··· Data

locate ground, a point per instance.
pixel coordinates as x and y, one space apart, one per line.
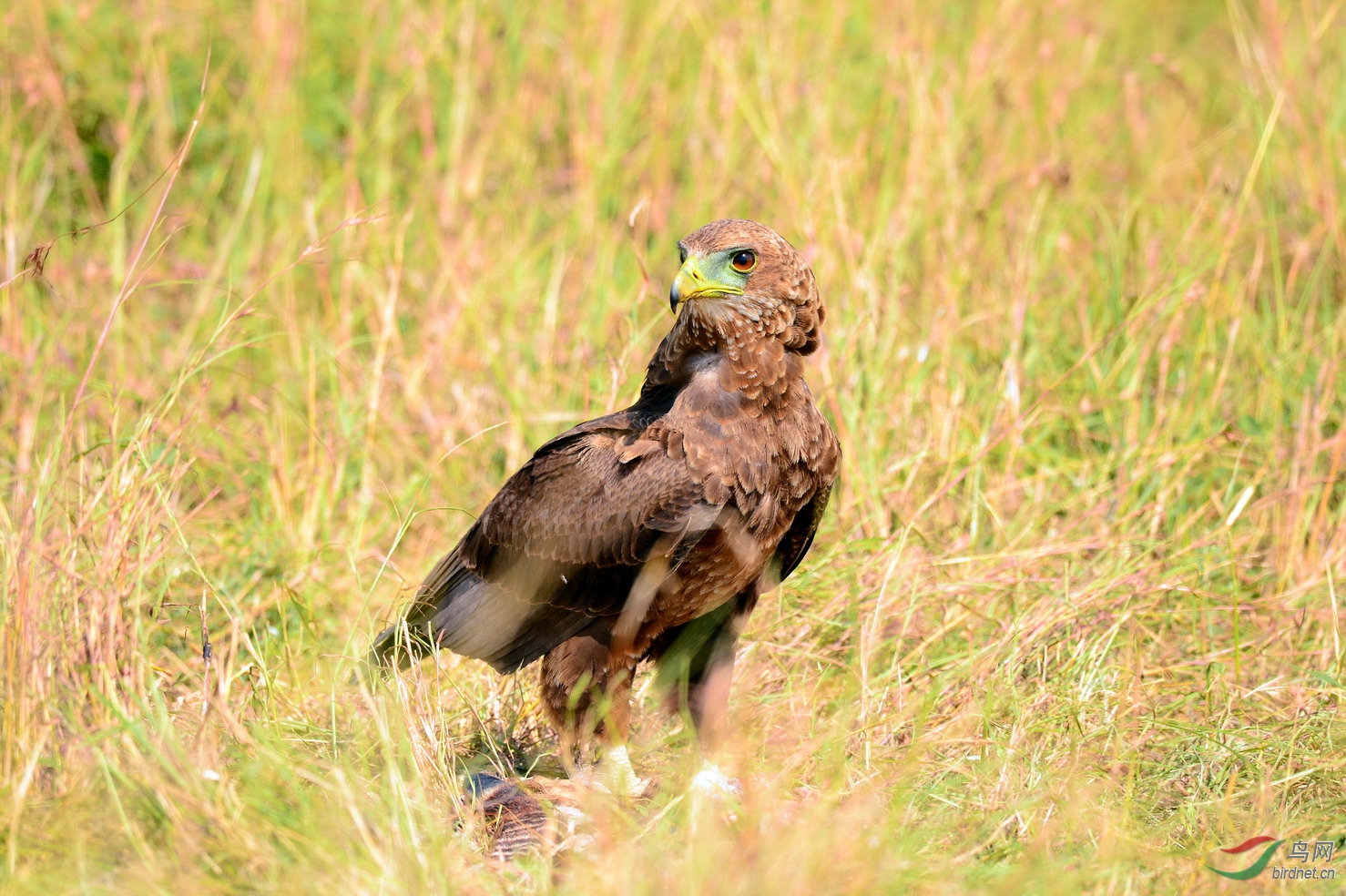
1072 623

······
··· Data

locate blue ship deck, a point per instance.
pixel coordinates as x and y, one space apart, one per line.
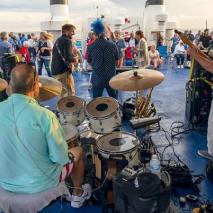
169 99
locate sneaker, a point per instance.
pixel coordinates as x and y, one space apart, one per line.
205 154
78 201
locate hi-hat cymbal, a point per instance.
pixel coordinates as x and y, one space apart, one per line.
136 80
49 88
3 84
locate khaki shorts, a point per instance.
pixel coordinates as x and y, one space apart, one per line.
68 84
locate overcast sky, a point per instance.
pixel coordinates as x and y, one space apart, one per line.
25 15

······

# Your assignment
Find the lines above that include the string "locate" and copy them.

# Expected output
locate ground, a point per instance.
locate blue ship deck, a point per instance.
locate sneaker, a point per instance.
locate hi-hat cymbal, a point per instance.
locate khaki shorts, a point per instance.
locate overcast sky, a point per instance.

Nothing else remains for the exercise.